▶ [Problem] Can you retype only the lines from the one with "segment long brown hair, each instance" through the final line of the material, exactly as given?

Some records:

————

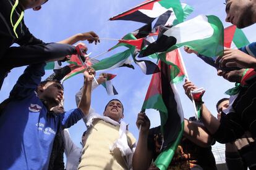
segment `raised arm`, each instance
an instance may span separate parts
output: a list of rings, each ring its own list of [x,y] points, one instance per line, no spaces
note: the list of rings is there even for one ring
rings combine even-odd
[[[148,149],[148,137],[150,121],[145,113],[138,114],[136,125],[140,131],[136,149],[132,157],[132,168],[134,170],[148,169],[153,158],[152,153]]]
[[[103,83],[106,81],[106,73],[103,73],[101,75],[101,76],[100,76],[100,78],[97,79],[97,82],[98,84],[101,84]],[[92,86],[92,91],[93,91],[98,86],[98,84],[96,83],[95,81],[93,81]],[[82,94],[83,94],[83,87],[82,87],[82,88],[80,89],[79,91],[78,91],[75,94],[75,102],[77,103],[77,107],[79,104],[80,101],[81,100]]]
[[[197,87],[192,82],[186,80],[183,87],[186,94],[191,99],[190,91],[197,89]],[[205,127],[210,134],[214,134],[220,126],[220,121],[211,115],[204,104],[202,106],[202,118]]]
[[[184,136],[201,147],[208,147],[214,141],[204,126],[198,123],[184,119]]]
[[[45,75],[45,65],[41,63],[28,66],[11,91],[10,97],[23,98],[34,92]]]

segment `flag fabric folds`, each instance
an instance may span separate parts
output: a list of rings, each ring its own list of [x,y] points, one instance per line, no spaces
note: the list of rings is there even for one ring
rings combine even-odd
[[[147,0],[135,7],[111,17],[109,20],[131,20],[149,23],[170,8],[173,9],[179,21],[182,22],[184,12],[179,0]]]
[[[199,54],[214,57],[223,52],[223,26],[214,15],[198,15],[160,33],[157,40],[141,51],[140,57],[167,52],[186,46]]]
[[[203,102],[203,95],[205,94],[205,90],[203,87],[191,91],[191,95],[195,100],[195,108],[197,111],[197,118],[201,117],[201,107]]]
[[[239,49],[250,44],[244,32],[236,25],[231,25],[224,30],[224,46]]]
[[[239,49],[241,47],[247,48],[250,51],[249,46],[247,46],[250,42],[248,41],[243,31],[236,28],[235,25],[231,25],[224,29],[224,47],[226,48],[231,49]],[[244,50],[242,50],[243,51]],[[252,55],[251,54],[250,54]],[[254,55],[252,55],[254,56]],[[208,57],[199,54],[198,57],[202,59],[208,65],[219,68],[218,64],[215,63],[215,60],[217,57]],[[231,70],[233,68],[231,68]],[[234,69],[236,69],[234,68]]]
[[[167,169],[182,137],[183,111],[175,85],[171,82],[170,67],[160,61],[161,72],[152,75],[142,109],[159,110],[161,129],[163,134],[163,151],[155,164],[160,169]]]
[[[118,92],[116,90],[116,88],[112,84],[111,80],[114,78],[116,75],[113,75],[110,73],[107,74],[106,81],[102,83],[102,86],[106,89],[106,91],[108,95],[117,95]]]
[[[61,61],[48,62],[45,67],[45,70],[59,70],[62,68]]]

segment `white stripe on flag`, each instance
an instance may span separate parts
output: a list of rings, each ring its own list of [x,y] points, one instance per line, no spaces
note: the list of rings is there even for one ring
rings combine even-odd
[[[181,99],[179,99],[179,94],[177,93],[176,86],[175,84],[170,83],[173,89],[173,93],[174,94],[174,99],[177,103],[177,111],[181,118],[181,123],[184,121],[184,113],[182,106],[181,105]]]
[[[208,22],[208,18],[201,15],[174,26],[163,34],[175,37],[177,44],[210,38],[213,33],[214,30]]]
[[[139,11],[142,12],[150,18],[156,18],[168,10],[168,9],[163,7],[158,2],[155,2],[152,9],[139,9]]]

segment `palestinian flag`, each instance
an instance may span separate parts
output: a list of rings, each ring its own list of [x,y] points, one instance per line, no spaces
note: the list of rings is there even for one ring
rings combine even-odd
[[[193,12],[194,9],[192,7],[184,3],[181,3],[181,6],[184,14],[183,19],[186,20],[187,17]],[[177,19],[176,16],[171,9],[171,10],[166,11],[164,14],[161,15],[158,17],[153,28],[156,28],[160,25],[173,26],[180,23],[181,22]]]
[[[120,39],[119,42],[114,46],[114,47],[111,47],[108,50],[108,51],[110,51],[111,50],[113,50],[118,47],[120,46],[125,46],[128,48],[130,48],[132,47],[134,45],[138,45],[138,42],[136,41],[137,39],[134,36],[134,35],[132,33],[129,33],[126,35],[125,35],[121,39]],[[126,41],[126,40],[130,41]],[[134,40],[135,41],[132,41],[132,40]]]
[[[150,23],[170,8],[173,9],[179,21],[183,22],[184,12],[179,0],[147,0],[109,20],[132,20]]]
[[[244,32],[231,25],[224,30],[224,46],[227,48],[239,49],[250,44]]]
[[[203,89],[203,87],[194,90],[194,91],[191,91],[191,95],[195,101],[195,108],[197,109],[197,118],[201,118],[201,107],[202,107],[202,104],[203,103],[203,95],[205,92],[205,89]]]
[[[70,65],[70,67],[72,66],[74,66],[74,65]],[[75,76],[77,74],[79,73],[83,73],[86,70],[87,70],[87,67],[86,67],[86,65],[83,65],[83,66],[80,66],[79,68],[77,68],[71,71],[71,72],[70,73],[69,73],[68,75],[67,75],[62,80],[62,82],[66,81],[67,79],[68,79],[69,78],[72,78],[72,76]]]
[[[131,50],[127,49],[124,52],[119,52],[109,57],[100,60],[98,63],[92,67],[95,71],[105,71],[122,67],[124,64],[130,65],[131,61],[129,59]]]
[[[224,47],[231,49],[239,49],[242,47],[248,48],[246,46],[250,44],[242,31],[235,25],[231,25],[224,30]],[[250,49],[249,49],[250,51]],[[208,57],[202,54],[198,54],[198,57],[202,59],[205,62],[212,67],[219,69],[219,65],[215,63],[217,57]],[[230,68],[232,70],[232,68]],[[236,70],[235,68],[234,69]]]
[[[119,52],[109,57],[104,59],[98,62],[93,64],[92,67],[93,67],[95,71],[105,71],[121,67],[127,67],[134,69],[133,66],[130,65],[132,61],[129,59],[130,55],[130,49],[128,49],[122,52]],[[86,65],[82,65],[75,68],[69,75],[66,76],[63,81],[66,81],[77,74],[83,73],[86,69]]]
[[[152,31],[151,23],[147,24],[137,30],[132,32],[132,34],[137,39],[147,36]]]
[[[182,64],[182,56],[179,49],[175,49],[168,53],[163,53],[160,59],[170,67],[170,76],[173,83],[177,83],[184,78],[185,70]]]
[[[163,151],[155,164],[160,169],[167,169],[182,137],[183,111],[174,84],[170,84],[169,67],[160,61],[161,72],[153,75],[142,109],[159,110],[161,130],[163,134]]]
[[[143,39],[143,43],[142,44],[141,48],[143,48],[143,47],[146,47],[148,44],[150,44],[150,42],[147,41],[146,39]],[[137,54],[140,51],[140,49],[137,49],[135,47],[132,47],[130,48],[131,51],[134,51],[134,53],[132,54],[132,58],[134,59],[134,61],[135,64],[137,64],[139,67],[141,69],[142,72],[147,75],[152,75],[155,73],[160,72],[160,70],[156,64],[155,64],[154,62],[150,61],[150,60],[139,60],[137,59]],[[155,58],[156,59],[157,56],[155,54],[152,54],[150,56],[148,56],[151,58]]]
[[[139,57],[168,52],[185,45],[206,56],[220,55],[223,52],[223,32],[217,17],[198,15],[160,33],[155,42],[140,52]]]
[[[62,68],[61,61],[48,62],[45,67],[45,70],[59,70]]]
[[[112,75],[108,73],[107,74],[107,79],[106,82],[102,83],[102,86],[106,89],[108,95],[117,95],[118,92],[116,91],[115,87],[112,84],[111,80],[114,78],[116,76],[116,75]]]

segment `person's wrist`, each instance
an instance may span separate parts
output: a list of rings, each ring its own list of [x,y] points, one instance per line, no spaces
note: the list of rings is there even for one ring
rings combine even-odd
[[[254,58],[254,60],[252,62],[251,68],[256,69],[256,59]]]

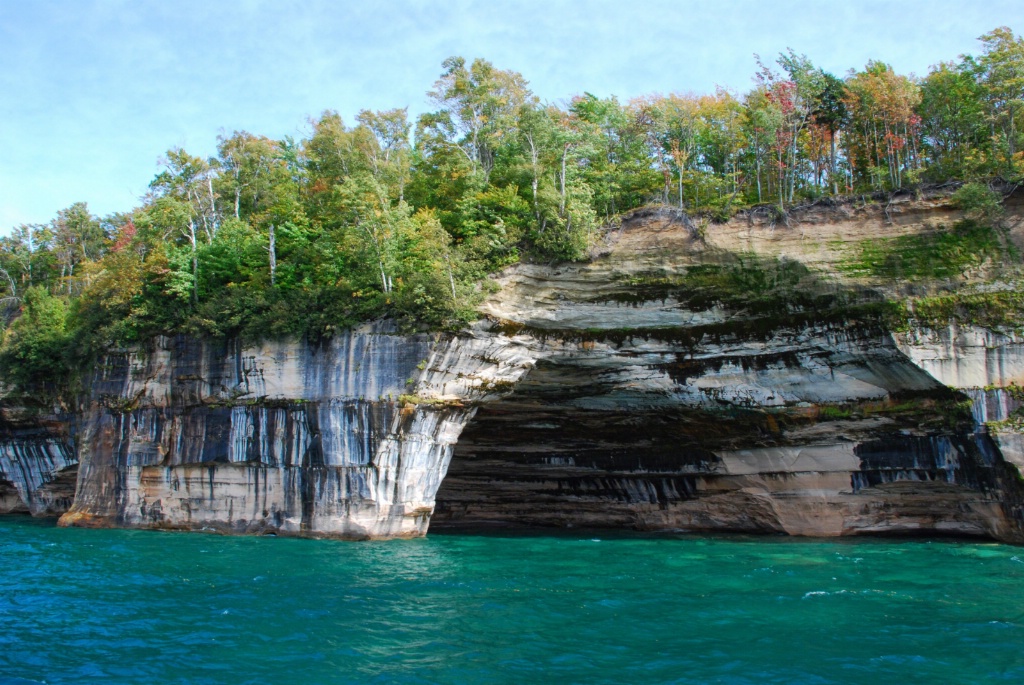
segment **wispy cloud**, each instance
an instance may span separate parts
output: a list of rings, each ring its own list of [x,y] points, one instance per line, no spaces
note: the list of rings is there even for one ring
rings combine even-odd
[[[421,112],[440,62],[482,56],[548,100],[750,87],[786,47],[843,74],[977,50],[1018,2],[0,0],[0,231],[134,205],[172,145],[302,131],[326,109]]]

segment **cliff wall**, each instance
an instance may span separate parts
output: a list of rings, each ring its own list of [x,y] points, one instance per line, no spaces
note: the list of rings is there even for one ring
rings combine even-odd
[[[901,298],[1016,289],[1024,212],[1011,200],[1005,254],[954,269],[910,254],[944,259],[928,251],[959,217],[942,198],[784,222],[651,209],[586,264],[503,272],[458,335],[377,323],[322,346],[178,337],[111,353],[77,420],[61,522],[1024,542],[1024,339],[893,324]],[[50,473],[74,468],[65,434],[33,438]],[[14,483],[0,476],[0,502]]]

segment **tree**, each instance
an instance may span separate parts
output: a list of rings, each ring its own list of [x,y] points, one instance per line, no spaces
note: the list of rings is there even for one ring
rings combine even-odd
[[[17,392],[58,396],[69,372],[68,307],[38,286],[25,291],[23,302],[0,346],[0,377]]]
[[[920,88],[880,61],[869,61],[847,87],[851,166],[873,188],[902,187],[904,173],[919,165]]]
[[[486,181],[495,153],[532,94],[521,74],[495,69],[485,59],[474,59],[467,69],[464,58],[449,57],[441,66],[444,73],[427,93],[439,110],[434,125]]]
[[[979,40],[984,45],[979,60],[981,82],[992,126],[999,129],[1008,168],[1015,171],[1020,148],[1017,122],[1024,113],[1024,39],[1015,37],[1008,27],[999,27]]]
[[[836,178],[836,134],[846,126],[850,118],[845,97],[846,84],[833,74],[820,72],[811,117],[815,124],[828,132],[828,180],[831,182],[833,192],[837,195],[839,181]]]
[[[979,173],[988,142],[978,65],[970,58],[942,62],[921,82],[922,138],[935,180]]]

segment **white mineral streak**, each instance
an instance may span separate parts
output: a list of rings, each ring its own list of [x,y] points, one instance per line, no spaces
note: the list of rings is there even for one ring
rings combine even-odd
[[[62,513],[73,494],[74,481],[59,487],[61,472],[73,478],[77,464],[71,446],[63,440],[0,441],[0,484],[10,483],[17,495],[3,496],[4,488],[0,487],[0,513],[27,511],[34,516]]]
[[[1024,337],[968,325],[894,336],[900,351],[952,388],[1024,384]]]
[[[514,339],[401,336],[386,324],[323,348],[217,350],[159,339],[113,360],[81,442],[66,522],[345,538],[426,532],[475,402],[536,355]],[[104,460],[106,463],[104,463]],[[113,491],[112,491],[113,490]]]

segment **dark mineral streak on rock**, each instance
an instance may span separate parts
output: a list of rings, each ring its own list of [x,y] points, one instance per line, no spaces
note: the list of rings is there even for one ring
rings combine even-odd
[[[700,231],[642,210],[591,262],[507,269],[458,335],[378,322],[318,345],[112,352],[76,418],[4,416],[0,511],[61,511],[77,468],[68,525],[1024,543],[1024,338],[890,333],[909,286],[846,266],[948,211],[901,198]]]

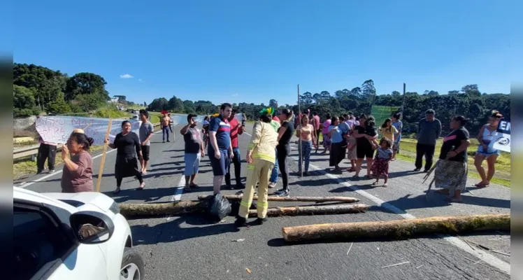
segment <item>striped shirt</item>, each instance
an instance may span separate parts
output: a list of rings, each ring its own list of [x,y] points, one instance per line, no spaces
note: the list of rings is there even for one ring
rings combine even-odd
[[[220,150],[228,150],[231,146],[231,125],[221,116],[214,118],[209,124],[209,131],[216,132],[216,142]],[[213,145],[209,145],[209,149]]]

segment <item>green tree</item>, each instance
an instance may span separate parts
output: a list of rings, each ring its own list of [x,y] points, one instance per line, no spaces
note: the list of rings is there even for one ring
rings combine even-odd
[[[167,102],[169,110],[174,113],[184,113],[183,102],[182,99],[173,96]]]

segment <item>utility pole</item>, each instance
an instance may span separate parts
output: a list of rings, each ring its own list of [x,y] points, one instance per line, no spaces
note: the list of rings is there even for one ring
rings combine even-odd
[[[298,123],[301,125],[301,101],[300,101],[300,85],[298,84]],[[303,127],[301,127],[303,128]],[[301,135],[300,134],[300,138],[298,139],[298,143],[299,145],[298,151],[300,154],[300,160],[299,160],[299,162],[298,162],[299,164],[300,164],[300,177],[303,176],[303,151],[301,149]]]

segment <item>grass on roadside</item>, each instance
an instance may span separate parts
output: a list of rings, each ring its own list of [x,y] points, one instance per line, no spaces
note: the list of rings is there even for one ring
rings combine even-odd
[[[400,145],[400,153],[403,153],[403,155],[408,156],[412,158],[415,158],[416,155],[416,143],[417,141],[415,139],[410,138],[402,138],[401,144]],[[438,141],[436,144],[436,151],[434,152],[434,158],[437,159],[440,156],[440,150],[441,149],[442,140]],[[475,151],[479,146],[478,139],[471,139],[471,146],[468,147],[468,167],[469,171],[473,171],[470,172],[475,174],[478,176],[476,173],[475,167],[474,166],[474,156]],[[487,168],[487,162],[483,162],[483,167]],[[472,169],[473,170],[471,170]],[[496,176],[497,175],[497,176]],[[510,154],[508,153],[501,152],[500,155],[496,160],[496,174],[494,178],[500,178],[504,181],[510,182]],[[494,183],[494,182],[493,182]],[[510,183],[509,183],[510,184]]]
[[[101,150],[103,148],[103,146],[93,146],[91,147],[90,153],[92,155],[94,153]],[[36,162],[32,160],[24,160],[24,159],[17,159],[17,162],[13,162],[13,179],[17,180],[22,176],[28,174],[33,174],[36,173]],[[62,160],[62,155],[59,151],[57,152],[56,159],[55,160],[55,168],[56,170],[62,169],[61,166],[59,166],[64,163]],[[48,168],[48,162],[45,162],[45,167]]]

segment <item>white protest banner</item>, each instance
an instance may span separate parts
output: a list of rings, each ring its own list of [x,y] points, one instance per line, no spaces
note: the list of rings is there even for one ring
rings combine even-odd
[[[116,134],[122,132],[124,120],[113,120],[109,139],[110,143]],[[138,134],[140,122],[130,120],[131,130]],[[93,145],[103,145],[103,138],[109,125],[109,120],[98,118],[53,115],[40,117],[36,120],[36,131],[46,142],[65,144],[73,130],[83,129],[85,135],[94,140]]]
[[[500,120],[497,132],[500,136],[494,141],[492,148],[510,153],[510,120]]]

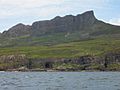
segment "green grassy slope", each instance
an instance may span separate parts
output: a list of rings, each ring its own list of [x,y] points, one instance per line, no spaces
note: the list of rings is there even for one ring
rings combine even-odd
[[[0,48],[1,55],[25,54],[30,58],[74,58],[84,55],[99,56],[120,50],[120,39],[97,38],[51,46],[22,46]]]

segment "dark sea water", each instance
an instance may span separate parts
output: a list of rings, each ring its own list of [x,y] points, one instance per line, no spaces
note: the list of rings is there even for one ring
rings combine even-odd
[[[0,90],[120,90],[120,72],[0,72]]]

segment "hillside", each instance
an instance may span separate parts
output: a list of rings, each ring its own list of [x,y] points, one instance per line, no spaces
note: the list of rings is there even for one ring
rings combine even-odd
[[[120,26],[93,11],[19,23],[0,33],[0,70],[120,70]]]
[[[1,47],[54,45],[65,42],[89,40],[98,37],[120,36],[120,26],[96,19],[93,11],[76,16],[57,16],[51,20],[37,21],[31,26],[17,24],[0,35]]]

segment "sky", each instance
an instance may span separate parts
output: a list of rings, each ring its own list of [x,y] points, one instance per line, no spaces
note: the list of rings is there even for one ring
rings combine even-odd
[[[0,0],[0,32],[23,23],[93,10],[97,19],[120,25],[120,0]]]

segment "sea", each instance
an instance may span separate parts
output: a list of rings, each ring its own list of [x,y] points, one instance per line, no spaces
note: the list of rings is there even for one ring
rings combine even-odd
[[[0,72],[0,90],[120,90],[120,72]]]

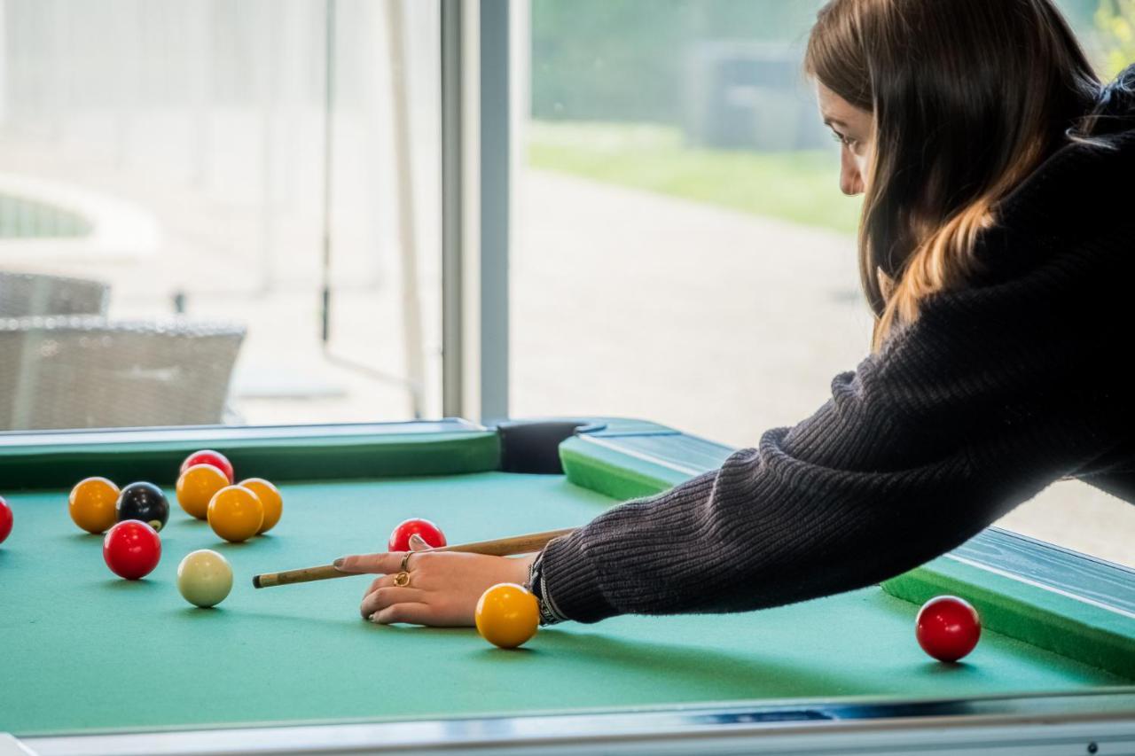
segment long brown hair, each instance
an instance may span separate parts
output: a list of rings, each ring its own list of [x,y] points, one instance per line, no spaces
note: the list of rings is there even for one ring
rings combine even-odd
[[[859,277],[876,350],[926,296],[965,284],[997,203],[1100,91],[1050,0],[832,0],[805,68],[875,118]]]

————

▶ [Answer for the task]
segment long brown hair, each instance
an instance may span separate parts
output: a list of rings, each ring its own list of [x,y] points, one instance per line, no spaces
note: the list of rings is there even for one ring
rings combine even-odd
[[[859,277],[876,350],[926,296],[965,284],[997,203],[1100,91],[1050,0],[832,0],[805,68],[875,118]]]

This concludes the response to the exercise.